What this task involves: Scan the records for the line containing "of the sand"; extract it and all later lines, verbatim, through the end, and nothing before it.

Entries supplied:
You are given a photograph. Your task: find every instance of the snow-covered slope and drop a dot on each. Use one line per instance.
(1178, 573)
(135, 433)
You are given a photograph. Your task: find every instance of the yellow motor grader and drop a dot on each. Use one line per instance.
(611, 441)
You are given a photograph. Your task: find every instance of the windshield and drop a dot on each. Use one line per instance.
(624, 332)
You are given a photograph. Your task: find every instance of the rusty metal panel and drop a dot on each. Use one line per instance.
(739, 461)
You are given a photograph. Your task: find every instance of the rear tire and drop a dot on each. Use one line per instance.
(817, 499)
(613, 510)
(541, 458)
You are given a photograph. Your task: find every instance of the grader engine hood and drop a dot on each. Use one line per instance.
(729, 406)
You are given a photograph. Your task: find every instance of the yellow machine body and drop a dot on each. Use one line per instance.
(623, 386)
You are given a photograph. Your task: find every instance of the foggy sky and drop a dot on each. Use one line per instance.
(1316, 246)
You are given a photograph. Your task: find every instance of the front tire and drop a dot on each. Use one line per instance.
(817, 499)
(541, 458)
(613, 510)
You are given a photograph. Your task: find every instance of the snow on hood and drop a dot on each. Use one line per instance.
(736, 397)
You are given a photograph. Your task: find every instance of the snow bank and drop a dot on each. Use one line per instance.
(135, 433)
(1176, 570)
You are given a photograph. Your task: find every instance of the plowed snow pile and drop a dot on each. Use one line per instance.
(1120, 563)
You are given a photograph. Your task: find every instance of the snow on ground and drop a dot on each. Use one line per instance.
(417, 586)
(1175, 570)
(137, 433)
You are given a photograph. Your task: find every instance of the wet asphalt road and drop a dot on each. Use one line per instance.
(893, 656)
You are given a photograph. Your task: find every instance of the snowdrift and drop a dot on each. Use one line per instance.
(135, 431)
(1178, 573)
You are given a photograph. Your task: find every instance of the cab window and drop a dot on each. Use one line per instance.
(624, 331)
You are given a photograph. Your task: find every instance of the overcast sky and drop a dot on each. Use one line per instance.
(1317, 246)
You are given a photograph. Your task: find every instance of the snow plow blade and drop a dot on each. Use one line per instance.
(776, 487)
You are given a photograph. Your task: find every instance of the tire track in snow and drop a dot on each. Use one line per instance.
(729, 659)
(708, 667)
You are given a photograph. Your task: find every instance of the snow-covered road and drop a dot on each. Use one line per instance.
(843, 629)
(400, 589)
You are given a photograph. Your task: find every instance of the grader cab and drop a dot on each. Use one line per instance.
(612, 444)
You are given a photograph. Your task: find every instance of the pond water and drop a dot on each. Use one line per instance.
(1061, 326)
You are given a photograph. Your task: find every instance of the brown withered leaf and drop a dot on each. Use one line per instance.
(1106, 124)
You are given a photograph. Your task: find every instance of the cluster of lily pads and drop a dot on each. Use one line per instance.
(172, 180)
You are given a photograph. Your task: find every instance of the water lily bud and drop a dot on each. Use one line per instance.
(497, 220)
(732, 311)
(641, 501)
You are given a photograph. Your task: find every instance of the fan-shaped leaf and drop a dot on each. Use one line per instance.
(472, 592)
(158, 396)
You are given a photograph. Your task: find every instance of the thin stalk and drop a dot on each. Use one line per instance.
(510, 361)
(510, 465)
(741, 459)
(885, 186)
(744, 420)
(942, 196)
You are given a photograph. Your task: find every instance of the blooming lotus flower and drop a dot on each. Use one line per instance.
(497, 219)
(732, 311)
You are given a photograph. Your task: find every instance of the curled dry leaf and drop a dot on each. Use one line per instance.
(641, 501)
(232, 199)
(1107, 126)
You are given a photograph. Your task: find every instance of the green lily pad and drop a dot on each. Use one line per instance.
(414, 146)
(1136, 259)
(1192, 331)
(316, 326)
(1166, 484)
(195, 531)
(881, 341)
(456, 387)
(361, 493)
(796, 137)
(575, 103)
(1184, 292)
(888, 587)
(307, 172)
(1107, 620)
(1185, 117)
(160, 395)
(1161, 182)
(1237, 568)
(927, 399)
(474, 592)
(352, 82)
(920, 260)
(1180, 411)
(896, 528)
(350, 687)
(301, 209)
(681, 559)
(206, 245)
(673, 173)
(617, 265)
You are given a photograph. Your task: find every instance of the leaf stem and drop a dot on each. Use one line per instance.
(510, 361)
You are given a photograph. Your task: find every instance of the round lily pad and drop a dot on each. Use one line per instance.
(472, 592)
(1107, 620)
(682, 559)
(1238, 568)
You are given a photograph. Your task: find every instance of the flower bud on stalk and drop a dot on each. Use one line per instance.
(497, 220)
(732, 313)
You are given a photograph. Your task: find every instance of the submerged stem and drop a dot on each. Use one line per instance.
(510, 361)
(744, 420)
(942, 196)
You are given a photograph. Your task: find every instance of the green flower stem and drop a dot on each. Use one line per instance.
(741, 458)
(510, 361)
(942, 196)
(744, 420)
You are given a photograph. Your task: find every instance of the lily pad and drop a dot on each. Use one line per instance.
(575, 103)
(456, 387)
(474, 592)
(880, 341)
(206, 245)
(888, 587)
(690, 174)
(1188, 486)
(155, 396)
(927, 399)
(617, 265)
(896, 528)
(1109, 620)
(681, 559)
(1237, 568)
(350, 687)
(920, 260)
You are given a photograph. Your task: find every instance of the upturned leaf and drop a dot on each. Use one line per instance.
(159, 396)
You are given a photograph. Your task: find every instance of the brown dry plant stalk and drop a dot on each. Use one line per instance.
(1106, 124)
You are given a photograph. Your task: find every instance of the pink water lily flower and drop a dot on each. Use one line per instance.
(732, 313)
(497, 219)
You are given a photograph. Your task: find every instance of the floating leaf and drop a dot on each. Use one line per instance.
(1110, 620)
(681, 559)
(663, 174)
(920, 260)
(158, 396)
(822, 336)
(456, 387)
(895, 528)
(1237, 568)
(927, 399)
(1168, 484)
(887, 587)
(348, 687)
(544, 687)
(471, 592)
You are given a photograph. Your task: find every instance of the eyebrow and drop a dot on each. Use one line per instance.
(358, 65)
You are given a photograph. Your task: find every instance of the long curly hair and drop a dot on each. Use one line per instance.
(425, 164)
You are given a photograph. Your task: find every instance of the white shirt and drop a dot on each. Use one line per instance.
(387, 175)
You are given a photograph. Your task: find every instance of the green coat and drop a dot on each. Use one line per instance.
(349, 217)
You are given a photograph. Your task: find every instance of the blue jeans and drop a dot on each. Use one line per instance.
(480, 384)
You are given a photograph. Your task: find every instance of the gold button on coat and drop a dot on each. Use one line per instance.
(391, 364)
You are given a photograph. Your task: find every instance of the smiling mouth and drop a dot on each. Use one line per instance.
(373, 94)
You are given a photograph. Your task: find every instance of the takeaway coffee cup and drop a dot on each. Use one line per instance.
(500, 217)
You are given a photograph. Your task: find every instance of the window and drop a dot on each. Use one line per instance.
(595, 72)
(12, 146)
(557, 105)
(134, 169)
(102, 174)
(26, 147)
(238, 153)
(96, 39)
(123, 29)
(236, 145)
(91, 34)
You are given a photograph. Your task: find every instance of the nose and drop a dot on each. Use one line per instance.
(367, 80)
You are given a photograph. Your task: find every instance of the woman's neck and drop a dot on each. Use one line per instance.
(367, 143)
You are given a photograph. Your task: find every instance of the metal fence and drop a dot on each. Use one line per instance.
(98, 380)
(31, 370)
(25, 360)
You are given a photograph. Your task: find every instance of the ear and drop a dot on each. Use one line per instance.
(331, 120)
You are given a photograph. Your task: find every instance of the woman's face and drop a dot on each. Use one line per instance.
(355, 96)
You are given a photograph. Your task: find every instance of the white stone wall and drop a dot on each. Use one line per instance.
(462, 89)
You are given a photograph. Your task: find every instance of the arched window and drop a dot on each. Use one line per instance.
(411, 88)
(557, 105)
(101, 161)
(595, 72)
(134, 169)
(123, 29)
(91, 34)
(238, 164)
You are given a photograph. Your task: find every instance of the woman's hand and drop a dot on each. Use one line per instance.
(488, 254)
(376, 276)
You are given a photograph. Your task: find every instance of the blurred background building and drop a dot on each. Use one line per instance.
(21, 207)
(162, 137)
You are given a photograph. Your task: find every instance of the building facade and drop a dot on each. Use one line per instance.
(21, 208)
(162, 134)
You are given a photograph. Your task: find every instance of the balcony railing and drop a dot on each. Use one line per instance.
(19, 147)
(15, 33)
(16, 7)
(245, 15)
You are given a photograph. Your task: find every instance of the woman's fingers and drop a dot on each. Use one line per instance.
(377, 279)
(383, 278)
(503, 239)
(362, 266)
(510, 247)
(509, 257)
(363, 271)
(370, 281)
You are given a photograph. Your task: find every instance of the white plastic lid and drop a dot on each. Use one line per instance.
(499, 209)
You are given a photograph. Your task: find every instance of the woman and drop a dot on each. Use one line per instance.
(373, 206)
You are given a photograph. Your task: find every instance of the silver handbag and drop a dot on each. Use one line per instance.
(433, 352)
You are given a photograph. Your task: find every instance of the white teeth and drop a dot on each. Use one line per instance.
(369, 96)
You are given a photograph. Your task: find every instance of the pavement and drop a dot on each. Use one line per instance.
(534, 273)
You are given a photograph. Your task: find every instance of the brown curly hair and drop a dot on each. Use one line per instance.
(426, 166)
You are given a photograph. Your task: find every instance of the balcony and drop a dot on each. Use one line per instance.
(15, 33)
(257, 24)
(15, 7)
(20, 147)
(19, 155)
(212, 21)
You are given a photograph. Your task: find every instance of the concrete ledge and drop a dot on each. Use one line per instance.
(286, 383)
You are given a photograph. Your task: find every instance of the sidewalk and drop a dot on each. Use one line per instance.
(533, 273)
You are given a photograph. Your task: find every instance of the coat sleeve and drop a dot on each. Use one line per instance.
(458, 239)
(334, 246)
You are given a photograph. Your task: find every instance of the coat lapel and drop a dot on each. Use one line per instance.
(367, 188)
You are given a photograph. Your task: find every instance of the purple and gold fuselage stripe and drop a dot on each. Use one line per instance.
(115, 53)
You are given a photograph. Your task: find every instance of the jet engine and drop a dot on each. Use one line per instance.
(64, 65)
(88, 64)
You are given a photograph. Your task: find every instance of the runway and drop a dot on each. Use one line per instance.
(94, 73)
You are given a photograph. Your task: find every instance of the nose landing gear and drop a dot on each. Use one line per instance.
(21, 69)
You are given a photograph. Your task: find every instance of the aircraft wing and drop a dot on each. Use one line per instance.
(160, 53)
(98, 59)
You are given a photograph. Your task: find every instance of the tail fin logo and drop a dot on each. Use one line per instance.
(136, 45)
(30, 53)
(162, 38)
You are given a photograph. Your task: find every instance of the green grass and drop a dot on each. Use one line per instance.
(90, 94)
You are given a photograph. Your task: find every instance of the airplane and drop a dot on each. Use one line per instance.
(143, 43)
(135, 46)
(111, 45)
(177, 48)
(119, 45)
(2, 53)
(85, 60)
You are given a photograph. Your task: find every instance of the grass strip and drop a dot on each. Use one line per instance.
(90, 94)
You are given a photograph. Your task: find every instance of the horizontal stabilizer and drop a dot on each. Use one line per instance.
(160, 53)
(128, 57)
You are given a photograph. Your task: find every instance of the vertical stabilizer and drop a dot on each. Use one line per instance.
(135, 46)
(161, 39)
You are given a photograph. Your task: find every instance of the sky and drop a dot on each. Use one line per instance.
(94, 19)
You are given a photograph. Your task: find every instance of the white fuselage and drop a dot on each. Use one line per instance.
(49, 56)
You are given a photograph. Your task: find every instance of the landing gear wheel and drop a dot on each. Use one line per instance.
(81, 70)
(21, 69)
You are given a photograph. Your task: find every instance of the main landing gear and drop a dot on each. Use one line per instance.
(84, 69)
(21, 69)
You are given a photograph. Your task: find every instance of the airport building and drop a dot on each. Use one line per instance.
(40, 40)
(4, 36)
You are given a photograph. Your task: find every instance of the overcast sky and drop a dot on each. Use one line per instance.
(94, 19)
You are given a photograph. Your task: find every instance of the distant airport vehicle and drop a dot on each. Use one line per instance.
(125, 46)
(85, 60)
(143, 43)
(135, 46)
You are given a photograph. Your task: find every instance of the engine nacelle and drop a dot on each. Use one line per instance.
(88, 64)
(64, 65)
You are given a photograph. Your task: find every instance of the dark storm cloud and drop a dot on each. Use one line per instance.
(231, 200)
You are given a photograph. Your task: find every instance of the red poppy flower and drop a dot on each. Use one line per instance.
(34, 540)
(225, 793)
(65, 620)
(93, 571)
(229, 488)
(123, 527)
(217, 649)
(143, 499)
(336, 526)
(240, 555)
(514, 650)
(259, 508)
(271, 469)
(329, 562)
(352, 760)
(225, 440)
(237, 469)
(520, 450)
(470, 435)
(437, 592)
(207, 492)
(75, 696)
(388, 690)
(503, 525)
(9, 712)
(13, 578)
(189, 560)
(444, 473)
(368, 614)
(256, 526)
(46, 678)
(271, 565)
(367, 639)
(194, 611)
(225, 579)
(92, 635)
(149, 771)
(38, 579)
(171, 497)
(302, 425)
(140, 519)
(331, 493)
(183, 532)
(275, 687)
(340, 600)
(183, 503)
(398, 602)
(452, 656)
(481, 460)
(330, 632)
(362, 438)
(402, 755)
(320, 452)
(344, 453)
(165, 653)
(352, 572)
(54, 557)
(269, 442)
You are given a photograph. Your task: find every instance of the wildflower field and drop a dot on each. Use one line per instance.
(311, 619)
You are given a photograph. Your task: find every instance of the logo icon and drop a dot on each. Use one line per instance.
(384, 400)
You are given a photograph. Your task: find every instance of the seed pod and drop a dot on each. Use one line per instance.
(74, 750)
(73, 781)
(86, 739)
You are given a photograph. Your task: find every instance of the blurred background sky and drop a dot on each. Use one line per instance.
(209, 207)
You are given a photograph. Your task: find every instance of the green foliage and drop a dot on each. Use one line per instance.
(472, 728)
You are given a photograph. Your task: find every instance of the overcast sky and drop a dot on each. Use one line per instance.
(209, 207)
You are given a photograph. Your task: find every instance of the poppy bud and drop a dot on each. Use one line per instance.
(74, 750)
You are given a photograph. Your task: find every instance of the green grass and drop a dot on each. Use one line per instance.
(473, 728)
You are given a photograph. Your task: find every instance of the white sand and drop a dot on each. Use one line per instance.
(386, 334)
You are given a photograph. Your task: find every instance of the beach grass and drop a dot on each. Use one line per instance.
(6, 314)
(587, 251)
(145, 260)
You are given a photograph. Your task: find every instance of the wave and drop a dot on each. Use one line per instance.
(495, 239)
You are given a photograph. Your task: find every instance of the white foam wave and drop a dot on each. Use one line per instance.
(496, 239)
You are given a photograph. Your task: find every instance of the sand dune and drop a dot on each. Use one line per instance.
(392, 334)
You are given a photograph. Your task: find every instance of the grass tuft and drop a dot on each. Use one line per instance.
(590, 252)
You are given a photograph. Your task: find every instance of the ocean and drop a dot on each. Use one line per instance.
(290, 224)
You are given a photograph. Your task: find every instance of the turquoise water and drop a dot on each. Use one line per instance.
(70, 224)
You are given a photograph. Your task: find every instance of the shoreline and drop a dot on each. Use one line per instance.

Solved exercise:
You are given a photograph. Your task: find every instance of the sand dune and drop a dot on each. Use one line per instance.
(392, 334)
You are given a photograph. Your task: find every instance of the grass tuft and drop a dot on each. Use one line per instance.
(590, 252)
You are given a photograph. Your task: find every instance of the ocean and drop a dot on each. Use one line per instance.
(290, 224)
You are given a photograph. Your task: find every instance of the turquoise water and drop a dot on each. Use one line per instance.
(70, 224)
You are given a photograph. Your task: find every instance of the shoreline and drop a dot on each. Use one line per instance.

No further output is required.